TEXT –
◆ ◆ ◆

The US Food and Drug Administration has granted full approval for Tagrisso (osimertinib) 80mg once-daily tablets, for the treatment of patients with metastatic epidermal growth factor receptor (EGFR) T790M mutation-positive non-small cell lung cancer (NSCLC), as detected by an FDA-approved test, whose disease has progressed on or after an EGFR tyrosine kinase inhibitor (TKI) therapy.

Tagrisso is the first and only approved medicine in the US indicated for NSCLC patients who have tested positive for the EGFR T790M mutation, and efficacy data suggest it may be a new standard of care for these patients.

“By following the science, we aim to turn lung cancer into a chronic, manageable disease for patients and this milestone brings us one step closer to that ambition. The FDA’s full approval reinforces the potential of Tagrisso to become the standard of care for patients with metastatic EGFR T790M mutation-positive non-small cell lung cancer whose disease has progressed on or after first-generation EGFR-TKI therapy,” said Sean Bohen, Executive Vice President, Global Medicines Development and Chief Medical Officer at AstraZeneca.

The full approval in the US is based on data from the randomised, Phase III AURA3 trial, in which Tagrisso significantly improved progression-free survival (PFS) versus platinum-based doublet chemotherapy, providing 10.1 months of median PFS compared to 4.4 months from chemotherapy (hazard ratio 0.30; 70% risk reduction; 95% Confidence Interval [CI]: 0.23; 0.41; P<0.001). The results of this trial were recently presented at the 17th World Conference on Lung Cancer (WCLC) in Vienna, Austria, and published in The New England Journal of Medicine.

◆ ◆ ◆

INFORMATION PROVIDED –

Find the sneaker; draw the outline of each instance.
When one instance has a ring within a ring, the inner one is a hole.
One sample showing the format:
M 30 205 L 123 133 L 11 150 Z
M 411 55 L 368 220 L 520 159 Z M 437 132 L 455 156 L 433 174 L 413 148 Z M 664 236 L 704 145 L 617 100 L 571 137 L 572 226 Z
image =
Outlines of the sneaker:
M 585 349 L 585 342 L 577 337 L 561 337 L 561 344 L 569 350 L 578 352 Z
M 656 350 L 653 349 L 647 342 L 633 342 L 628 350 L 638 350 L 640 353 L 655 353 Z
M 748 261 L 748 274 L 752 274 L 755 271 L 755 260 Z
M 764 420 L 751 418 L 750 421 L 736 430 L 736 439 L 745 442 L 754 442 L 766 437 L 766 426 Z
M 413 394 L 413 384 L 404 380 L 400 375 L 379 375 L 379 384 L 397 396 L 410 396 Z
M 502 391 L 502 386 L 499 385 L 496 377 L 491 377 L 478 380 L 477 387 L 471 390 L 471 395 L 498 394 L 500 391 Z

◆ ◆ ◆

Reproduce the stretch of the Tagrisso text from "Tagrisso is the" through "Officer at AstraZeneca." word for word.

ANSWER SPACE –
Tagrisso is the first and only approved medicine in the US indicated for NSCLC patients who have tested positive for the EGFR T790M mutation, and efficacy data suggest it may be a new standard of care for these patients.

“By following the science, we aim to turn lung cancer into a chronic, manageable disease for patients and this milestone brings us one step closer to that ambition. The FDA’s full approval reinforces the potential of Tagrisso to become the standard of care for patients with metastatic EGFR T790M mutation-positive non-small cell lung cancer whose disease has progressed on or after first-generation EGFR-TKI therapy,” said Sean Bohen, Executive Vice President, Global Medicines Development and Chief Medical Officer at AstraZeneca.